[Task details]: Return the part of the S-nail forum thread below from "## SirDice (Sep" up to and including "for it yet.", copied word for word.

# Where is S-nail?



## Oko (Sep 23, 2015)

Couple years ago now infamous mail/heirloom-mailx has been forked  S-nail due to the lack of effort of the original author of Heirloom project. I see 7 year old version of Heirloom-mailx in ports but not the updated version of S-nail. To add insult to injury I just tested Heirloom-mailx and SSL certificates are not properly linked which renders it useless with IMAP servers even of the largest free e-mail providers like Gmail. The port is in pretty poor condition. I am not sure if this is the right place to raise the issue but I can't imagine a first rate Desktop OS without a mail client.


----------



## protocelt (Sep 23, 2015)

Oko said:


> [...]
> I am not sure if this is the right place to raise the issue but I can't imagine a first rate Desktop OS without a mail client.


There is mail/alpine or mail/mutt if you prefer a command line based mail client plus a few other graphical mail clients available in ports such as mail/thunderbird, etc.


----------



## SirDice (Sep 23, 2015)

Oko said:


> I am not sure if this is the right place to raise the issue but I can't imagine a first rate Desktop OS without a mail client.


Ports don't magically appear, they're a community effort. Apparently nobody bothered to create a port for it yet.


----------



## Oko (Sep 23, 2015)

protocelt said:


> There is mail/alpine or mail/mutt if you prefer a command line based mail client plus a few other graphical mail clients available in ports such as mail/thunderbird, etc.


You are not serious about it? On the 40th anniversary of Berkley UNIX you are suggesting that I should ditch BSD own e-mail client (S-nail is the original MAILX with MIME, IMAP and Bayesian filter support) which I use for the past 27 years and use Thunderbird  What is next replacing *nvi* with *VIM *or God forbid editors/nano. Oh wait a minute somebody already had that brilliant idea 

https://forums.pcbsd.org/thread-20183.html


----------



## protocelt (Sep 23, 2015)

[Supplied material]:
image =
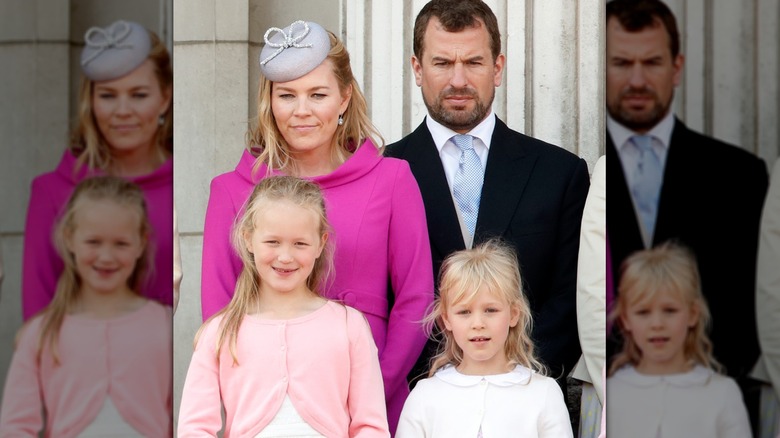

[Reply]:
## SirDice (Sep 23, 2015)

Oko said:


> I am not sure if this is the right place to raise the issue but I can't imagine a first rate Desktop OS without a mail client.


Ports don't magically appear, they're a community effort. Apparently nobody bothered to create a port for it yet.